Extract =
When my father was only 10 months old, on the 9th of February 1942, my grandfather wrote him a letter that I found and saved to my Evernote. It begins:
Just how to begin this, I do not know, but perhaps if I just write down the thought in my heart you shall see what I have in mind. To begin with, this idea of putting every day events into a sort of letter to you, our children, occured to me long before your Mother and I were married, for I did know that some day with Gods wish we would have you, and I your mother. Therefore I shall try to relate to you those events of this day that interest us now…As this is being written we are at war with Japan, Germany and Italy. Your history books shall tell you all the big items, such as it all started by Japan pulling a sly trick of bombing Pearl Harbor with declaring war, and how thousand of our soldiers were murdered.
Now, growing up a liberal, I found my grandfather (who wrote the above letter) to be a patriarchal a lover of guns and whiskey. He was the only traditional Catholic of the four of my grandparents and I found his piety to be old-fashioned. Now, years later, I find I am a traditional Catholic who now believes in the patriarchy and loves guns and whiskey. Of course, I wish I had appreciated my grandpa when he was alive. My grandpa died on the 16th of February 1998 when I was 19 years old.
But as you can already tell from the above words in his letter, my grandpa was not just a tough guy. He was a man with an extremely tender heart even though (because?) he was a hunter and a real-man. He continues on page three to my father about his own hero:
There was Charles, the one you Charles Jerome are named after as I was. He is the grandest person in all the world. He has always been a dad to me, somehow and I do pray each nite for him. My one desire is that you, Charles Jerome may really get to know him for he must be your Granddaddy too…Now to go back to Charles, your grand-uncle, my uncle. We address him as Monsignor for the Bishop recommended he receive this Honor from the Pope in Rome because of his out standing work as a priest in the Roman Catholic Church. The Church of Sts Peter and Paul, as well as the school and the home in Virgil, Illinois were built through his efforts. The school, in McHenry, Illinois, was built through his work and the debt against the Church and House in McHenry was also paid off. To know him is to love. And I do hope you get to know him.
I first had the opportunity to read this letter from my late grandfather to my father about six years ago. I will never forgot that last line my grandpa wrote about his priest-uncle: “To know him is to love. And I do hope you get to know him.” Again, it shows that the old-fashioned patriarchy (now known as toxic masculinity) had extremely tender hearts, even if they knew at the same time how to hunt and then drink Manhattans (something my grandpa had one of every day. Never more than one. Never less than one.)
His uncle, Msgr. Charles Nix, was recently honored in a bulletin that someone emailed me from Illinois just this year (2021) as seen here:
The gentleman who sent me the bulletin (or was it a parish history book?) found me a few years ago and wrote me about how my great grand uncle had baptized his own grandpa in rural Illinois:
“When he baptized my grandpa, he didn’t like the name my grandparents picked (Orville Bernard) because he said it wasn’t saintly enough so he baptized him Bernard Orville. Back then if a priest changed it, it was your legal name. But he still went by Orville. We gave our son, Peter, the middle name Bernard after him and Peter was Orville’s dad”

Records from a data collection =
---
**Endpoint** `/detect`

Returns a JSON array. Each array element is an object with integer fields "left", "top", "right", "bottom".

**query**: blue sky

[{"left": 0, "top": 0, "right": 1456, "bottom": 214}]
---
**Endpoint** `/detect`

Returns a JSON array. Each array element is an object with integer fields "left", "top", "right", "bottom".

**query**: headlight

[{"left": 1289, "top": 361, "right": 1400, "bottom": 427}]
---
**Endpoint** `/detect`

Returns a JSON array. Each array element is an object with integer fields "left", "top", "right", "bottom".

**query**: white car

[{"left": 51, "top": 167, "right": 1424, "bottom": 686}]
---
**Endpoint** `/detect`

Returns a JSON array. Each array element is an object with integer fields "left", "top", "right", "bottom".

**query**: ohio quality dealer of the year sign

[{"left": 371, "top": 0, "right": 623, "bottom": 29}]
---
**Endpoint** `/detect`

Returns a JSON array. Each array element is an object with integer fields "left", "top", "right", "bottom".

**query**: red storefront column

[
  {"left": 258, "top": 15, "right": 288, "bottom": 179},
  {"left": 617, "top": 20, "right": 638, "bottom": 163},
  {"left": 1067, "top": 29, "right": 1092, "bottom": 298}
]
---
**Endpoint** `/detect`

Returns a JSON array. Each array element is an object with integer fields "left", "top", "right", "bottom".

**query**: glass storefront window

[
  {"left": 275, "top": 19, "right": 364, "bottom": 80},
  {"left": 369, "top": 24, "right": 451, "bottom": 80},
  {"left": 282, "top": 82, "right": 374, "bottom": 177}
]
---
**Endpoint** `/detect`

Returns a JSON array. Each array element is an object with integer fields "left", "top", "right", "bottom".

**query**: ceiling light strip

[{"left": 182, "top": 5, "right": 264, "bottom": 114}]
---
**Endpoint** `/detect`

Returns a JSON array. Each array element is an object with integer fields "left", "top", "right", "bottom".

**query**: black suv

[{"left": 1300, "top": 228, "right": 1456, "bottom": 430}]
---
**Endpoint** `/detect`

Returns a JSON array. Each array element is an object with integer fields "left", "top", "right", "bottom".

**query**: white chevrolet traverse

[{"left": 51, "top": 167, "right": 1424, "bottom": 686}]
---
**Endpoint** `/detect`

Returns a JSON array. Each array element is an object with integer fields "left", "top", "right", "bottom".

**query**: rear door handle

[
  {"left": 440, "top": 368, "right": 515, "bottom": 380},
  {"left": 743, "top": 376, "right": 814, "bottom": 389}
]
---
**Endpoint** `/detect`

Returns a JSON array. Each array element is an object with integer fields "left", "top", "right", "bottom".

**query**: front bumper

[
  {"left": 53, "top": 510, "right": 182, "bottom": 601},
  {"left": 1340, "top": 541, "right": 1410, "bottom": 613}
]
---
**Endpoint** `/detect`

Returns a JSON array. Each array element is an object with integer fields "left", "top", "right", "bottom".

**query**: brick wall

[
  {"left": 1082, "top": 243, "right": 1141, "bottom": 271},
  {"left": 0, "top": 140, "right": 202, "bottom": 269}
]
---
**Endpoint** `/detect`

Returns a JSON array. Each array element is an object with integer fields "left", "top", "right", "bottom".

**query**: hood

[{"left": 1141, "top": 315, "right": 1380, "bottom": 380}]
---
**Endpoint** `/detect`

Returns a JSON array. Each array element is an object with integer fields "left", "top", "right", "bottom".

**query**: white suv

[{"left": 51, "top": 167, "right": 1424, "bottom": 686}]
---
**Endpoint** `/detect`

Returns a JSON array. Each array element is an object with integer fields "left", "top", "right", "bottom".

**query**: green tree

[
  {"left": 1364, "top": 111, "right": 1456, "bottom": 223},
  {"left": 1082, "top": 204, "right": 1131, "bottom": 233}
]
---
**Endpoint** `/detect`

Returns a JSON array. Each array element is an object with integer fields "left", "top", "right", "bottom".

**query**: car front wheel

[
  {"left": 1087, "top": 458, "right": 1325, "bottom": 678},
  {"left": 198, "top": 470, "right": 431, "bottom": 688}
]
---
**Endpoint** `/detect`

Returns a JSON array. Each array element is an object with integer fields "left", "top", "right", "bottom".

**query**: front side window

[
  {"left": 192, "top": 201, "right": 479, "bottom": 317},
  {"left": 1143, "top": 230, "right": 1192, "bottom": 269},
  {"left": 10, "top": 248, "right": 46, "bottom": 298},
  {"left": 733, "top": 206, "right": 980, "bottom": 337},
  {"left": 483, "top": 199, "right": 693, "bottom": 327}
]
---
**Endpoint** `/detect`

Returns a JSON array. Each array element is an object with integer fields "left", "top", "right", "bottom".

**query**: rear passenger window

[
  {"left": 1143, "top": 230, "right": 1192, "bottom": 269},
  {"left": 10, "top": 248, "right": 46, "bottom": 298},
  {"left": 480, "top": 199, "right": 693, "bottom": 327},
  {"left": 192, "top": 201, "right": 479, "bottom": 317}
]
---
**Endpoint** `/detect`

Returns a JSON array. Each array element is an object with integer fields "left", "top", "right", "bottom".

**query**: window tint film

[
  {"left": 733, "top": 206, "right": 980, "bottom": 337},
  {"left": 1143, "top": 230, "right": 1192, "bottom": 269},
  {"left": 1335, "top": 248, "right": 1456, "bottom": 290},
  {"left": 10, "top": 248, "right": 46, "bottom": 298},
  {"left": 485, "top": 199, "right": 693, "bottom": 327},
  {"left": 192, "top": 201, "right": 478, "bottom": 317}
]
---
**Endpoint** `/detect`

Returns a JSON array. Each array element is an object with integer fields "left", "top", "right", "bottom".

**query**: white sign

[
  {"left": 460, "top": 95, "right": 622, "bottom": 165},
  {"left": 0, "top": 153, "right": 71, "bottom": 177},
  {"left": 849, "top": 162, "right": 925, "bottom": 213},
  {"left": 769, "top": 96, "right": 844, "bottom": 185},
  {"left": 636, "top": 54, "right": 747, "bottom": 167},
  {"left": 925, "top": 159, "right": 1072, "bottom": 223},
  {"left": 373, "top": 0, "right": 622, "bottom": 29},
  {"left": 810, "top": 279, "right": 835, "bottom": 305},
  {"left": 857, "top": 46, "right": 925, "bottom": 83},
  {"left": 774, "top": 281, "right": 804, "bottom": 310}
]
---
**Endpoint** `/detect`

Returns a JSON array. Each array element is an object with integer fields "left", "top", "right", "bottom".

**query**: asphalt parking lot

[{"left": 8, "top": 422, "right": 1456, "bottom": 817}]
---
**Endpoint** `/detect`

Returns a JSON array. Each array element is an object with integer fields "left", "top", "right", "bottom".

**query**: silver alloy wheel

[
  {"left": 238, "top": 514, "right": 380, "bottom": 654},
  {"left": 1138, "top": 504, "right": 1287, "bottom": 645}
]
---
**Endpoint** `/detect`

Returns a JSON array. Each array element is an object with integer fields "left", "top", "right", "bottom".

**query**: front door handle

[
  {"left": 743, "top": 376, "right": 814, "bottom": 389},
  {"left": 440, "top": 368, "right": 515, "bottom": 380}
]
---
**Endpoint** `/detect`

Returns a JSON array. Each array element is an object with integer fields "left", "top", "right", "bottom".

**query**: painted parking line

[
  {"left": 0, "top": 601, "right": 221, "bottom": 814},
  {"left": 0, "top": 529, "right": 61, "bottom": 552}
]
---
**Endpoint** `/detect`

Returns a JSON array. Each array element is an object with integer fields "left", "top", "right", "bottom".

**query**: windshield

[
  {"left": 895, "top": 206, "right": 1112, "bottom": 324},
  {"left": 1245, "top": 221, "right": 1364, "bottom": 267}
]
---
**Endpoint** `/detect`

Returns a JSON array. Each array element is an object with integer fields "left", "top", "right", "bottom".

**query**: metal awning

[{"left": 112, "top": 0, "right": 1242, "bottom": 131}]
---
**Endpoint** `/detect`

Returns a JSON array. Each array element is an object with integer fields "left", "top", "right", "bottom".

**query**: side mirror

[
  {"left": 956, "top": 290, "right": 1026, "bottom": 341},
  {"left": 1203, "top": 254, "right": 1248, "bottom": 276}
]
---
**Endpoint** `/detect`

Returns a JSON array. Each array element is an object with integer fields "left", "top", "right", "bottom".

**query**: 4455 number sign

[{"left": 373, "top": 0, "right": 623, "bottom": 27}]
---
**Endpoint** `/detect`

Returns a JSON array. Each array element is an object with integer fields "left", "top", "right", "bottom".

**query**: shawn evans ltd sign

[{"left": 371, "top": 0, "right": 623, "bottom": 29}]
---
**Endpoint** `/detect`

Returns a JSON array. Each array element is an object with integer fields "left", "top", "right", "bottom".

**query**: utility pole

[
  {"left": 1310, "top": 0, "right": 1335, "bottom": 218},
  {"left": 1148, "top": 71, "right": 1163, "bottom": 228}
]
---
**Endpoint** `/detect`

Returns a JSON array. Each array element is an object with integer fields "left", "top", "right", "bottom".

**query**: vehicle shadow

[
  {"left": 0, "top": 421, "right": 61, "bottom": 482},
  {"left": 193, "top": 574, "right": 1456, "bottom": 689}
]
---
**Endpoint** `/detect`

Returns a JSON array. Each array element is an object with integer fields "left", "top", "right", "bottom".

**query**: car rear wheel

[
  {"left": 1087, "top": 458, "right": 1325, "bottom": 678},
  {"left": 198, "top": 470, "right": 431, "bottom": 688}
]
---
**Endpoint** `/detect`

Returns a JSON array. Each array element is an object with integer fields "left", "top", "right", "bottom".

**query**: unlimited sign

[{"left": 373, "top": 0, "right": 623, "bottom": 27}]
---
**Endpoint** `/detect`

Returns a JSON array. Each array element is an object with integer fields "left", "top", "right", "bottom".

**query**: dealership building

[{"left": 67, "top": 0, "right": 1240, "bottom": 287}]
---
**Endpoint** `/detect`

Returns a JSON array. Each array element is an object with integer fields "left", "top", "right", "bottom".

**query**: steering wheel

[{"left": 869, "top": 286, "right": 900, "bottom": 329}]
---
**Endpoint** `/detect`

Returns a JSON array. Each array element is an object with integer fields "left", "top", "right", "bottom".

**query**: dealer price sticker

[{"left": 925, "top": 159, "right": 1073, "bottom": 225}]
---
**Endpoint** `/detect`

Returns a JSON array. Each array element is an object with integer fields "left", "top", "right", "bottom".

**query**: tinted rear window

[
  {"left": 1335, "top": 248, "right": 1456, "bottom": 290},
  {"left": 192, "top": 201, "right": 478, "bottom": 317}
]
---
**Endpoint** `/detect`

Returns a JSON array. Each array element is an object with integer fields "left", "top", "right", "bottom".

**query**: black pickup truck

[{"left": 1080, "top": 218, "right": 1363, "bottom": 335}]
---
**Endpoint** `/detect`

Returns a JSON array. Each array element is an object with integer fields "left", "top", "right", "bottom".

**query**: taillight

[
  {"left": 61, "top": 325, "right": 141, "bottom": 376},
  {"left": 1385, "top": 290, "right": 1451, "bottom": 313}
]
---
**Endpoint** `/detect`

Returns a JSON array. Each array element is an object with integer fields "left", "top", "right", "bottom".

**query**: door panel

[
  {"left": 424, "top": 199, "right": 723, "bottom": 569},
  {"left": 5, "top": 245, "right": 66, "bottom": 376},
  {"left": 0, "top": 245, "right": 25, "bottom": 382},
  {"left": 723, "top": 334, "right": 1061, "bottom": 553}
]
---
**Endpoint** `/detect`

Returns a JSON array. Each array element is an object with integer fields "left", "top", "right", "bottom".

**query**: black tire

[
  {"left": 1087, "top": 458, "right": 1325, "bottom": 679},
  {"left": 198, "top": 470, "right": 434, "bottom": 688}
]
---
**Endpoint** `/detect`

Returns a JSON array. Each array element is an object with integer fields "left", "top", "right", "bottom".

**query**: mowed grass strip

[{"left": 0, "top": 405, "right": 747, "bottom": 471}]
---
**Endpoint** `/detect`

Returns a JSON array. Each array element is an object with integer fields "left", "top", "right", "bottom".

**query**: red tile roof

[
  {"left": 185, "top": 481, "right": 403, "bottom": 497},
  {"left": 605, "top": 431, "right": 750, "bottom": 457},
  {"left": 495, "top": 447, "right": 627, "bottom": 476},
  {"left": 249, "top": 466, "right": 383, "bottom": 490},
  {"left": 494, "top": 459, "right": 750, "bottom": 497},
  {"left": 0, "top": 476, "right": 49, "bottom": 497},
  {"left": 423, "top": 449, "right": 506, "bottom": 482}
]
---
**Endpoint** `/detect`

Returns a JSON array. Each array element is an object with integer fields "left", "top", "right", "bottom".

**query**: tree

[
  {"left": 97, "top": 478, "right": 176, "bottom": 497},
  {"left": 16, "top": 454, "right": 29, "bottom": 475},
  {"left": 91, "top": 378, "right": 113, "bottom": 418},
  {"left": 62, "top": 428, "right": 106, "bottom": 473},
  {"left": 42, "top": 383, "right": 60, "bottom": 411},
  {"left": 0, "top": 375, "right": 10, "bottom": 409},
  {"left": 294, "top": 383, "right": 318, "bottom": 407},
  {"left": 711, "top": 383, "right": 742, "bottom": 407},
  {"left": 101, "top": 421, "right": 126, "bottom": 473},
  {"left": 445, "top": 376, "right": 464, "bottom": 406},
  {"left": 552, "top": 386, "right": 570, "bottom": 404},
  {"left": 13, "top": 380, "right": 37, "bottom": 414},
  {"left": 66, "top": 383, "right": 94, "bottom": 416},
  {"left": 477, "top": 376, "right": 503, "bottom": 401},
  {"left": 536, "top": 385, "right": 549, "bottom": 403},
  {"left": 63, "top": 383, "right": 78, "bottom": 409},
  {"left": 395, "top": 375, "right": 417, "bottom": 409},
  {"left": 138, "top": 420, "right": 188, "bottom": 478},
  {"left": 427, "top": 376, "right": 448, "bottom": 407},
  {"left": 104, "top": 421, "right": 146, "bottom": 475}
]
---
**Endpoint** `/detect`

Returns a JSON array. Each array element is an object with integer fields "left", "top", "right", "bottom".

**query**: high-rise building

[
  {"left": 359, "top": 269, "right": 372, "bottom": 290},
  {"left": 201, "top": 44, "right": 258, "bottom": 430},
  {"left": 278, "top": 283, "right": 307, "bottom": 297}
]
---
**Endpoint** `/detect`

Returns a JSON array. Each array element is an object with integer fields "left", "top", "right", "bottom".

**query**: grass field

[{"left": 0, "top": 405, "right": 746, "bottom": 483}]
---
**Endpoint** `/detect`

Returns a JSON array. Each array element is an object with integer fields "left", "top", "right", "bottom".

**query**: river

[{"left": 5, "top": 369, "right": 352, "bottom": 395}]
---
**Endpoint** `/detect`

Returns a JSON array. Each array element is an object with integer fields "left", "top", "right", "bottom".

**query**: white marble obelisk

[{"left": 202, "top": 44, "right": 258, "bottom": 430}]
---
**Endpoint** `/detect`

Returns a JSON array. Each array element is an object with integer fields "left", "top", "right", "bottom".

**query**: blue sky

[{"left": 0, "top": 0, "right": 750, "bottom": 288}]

Task instructions = Rewrite the part of the piece about a grandfather's letter that opens with the words containing "When my father" and closes with "soldiers were murdered.", putting "Imperial Japan" wherever "Japan" appears. Nothing in the items is needed here.

Task result =
When my father was only 10 months old, on the 9th of February 1942, my grandfather wrote him a letter that I found and saved to my Evernote. It begins:
Just how to begin this, I do not know, but perhaps if I just write down the thought in my heart you shall see what I have in mind. To begin with, this idea of putting every day events into a sort of letter to you, our children, occured to me long before your Mother and I were married, for I did know that some day with Gods wish we would have you, and I your mother. Therefore I shall try to relate to you those events of this day that interest us now…As this is being written we are at war with Imperial Japan, Germany and Italy. Your history books shall tell you all the big items, such as it all started by Imperial Japan pulling a sly trick of bombing Pearl Harbor with declaring war, and how thousand of our soldiers were murdered.